New database of cross-strait differences in Mandarin goes online

Last week, on the same day President Ma Ying-jeou accepted the resignation of a minister who made some drunken lewd remarks at a wěiyá (year-end office party), Ma was joking to the media about blow jobs.

Classy.

screenshot from a video of a news story on this

But it was all for a good cause, of course. You see, the Mandarin expression chuī lǎba, when not referring to the literal playing of a trumpet, is usually taken in Taiwan to refer to a blow job. But in China, Ma explained, chuī lǎba means the same thing as the idiom pāi mǎpì (pat/kiss the horse’s ass — i.e., flatter). And now that we have the handy-dandy Zhōnghuá Yǔwén Zhīshikù (Chinese Language Database), which Ma was announcing, we can look up how Mandarin differs in Taiwan and China, and thus not get tripped up by such misunderstandings. Or at least that’s supposed to be the idea.

▸ **Task objective**
List every distinct Mandarin word or phrase that the database post above writes in romanized form with tone marks, giving each only once.

▸ **Data section**
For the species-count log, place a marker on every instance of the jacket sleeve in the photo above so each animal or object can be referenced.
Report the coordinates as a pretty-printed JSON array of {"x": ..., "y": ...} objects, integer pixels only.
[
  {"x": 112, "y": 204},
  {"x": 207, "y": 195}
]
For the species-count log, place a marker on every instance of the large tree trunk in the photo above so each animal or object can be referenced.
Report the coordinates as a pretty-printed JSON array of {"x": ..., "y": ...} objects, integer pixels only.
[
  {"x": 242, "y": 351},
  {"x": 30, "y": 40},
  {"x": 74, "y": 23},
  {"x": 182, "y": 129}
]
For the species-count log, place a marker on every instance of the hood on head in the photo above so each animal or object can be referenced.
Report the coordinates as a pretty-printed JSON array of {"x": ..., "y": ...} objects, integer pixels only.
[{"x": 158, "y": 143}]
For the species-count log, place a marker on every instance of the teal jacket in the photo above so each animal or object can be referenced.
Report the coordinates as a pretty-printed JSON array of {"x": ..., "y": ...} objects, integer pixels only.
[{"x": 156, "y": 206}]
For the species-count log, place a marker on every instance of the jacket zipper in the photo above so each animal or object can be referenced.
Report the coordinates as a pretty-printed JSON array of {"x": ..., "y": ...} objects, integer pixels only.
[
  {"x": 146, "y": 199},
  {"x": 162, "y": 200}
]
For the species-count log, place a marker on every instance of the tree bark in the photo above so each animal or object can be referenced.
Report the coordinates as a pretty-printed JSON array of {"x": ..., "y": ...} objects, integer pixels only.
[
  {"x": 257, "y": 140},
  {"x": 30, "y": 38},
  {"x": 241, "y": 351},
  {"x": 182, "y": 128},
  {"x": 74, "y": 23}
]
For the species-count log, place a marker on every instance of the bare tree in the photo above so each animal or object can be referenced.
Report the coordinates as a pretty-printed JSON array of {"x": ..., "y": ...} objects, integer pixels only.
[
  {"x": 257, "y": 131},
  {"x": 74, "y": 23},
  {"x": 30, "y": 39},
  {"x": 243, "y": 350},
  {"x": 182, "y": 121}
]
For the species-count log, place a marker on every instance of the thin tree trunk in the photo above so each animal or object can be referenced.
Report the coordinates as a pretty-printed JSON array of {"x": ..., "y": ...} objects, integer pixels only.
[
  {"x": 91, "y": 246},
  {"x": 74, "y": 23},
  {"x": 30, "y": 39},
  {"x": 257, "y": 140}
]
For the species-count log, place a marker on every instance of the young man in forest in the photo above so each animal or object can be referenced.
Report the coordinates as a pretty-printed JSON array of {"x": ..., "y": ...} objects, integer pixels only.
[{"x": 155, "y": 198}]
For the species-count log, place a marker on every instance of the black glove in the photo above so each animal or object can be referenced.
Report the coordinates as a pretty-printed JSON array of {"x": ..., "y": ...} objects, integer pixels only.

▸ **Right answer**
- wěiyá
- chuī lǎba
- pāi mǎpì
- Zhōnghuá Yǔwén Zhīshikù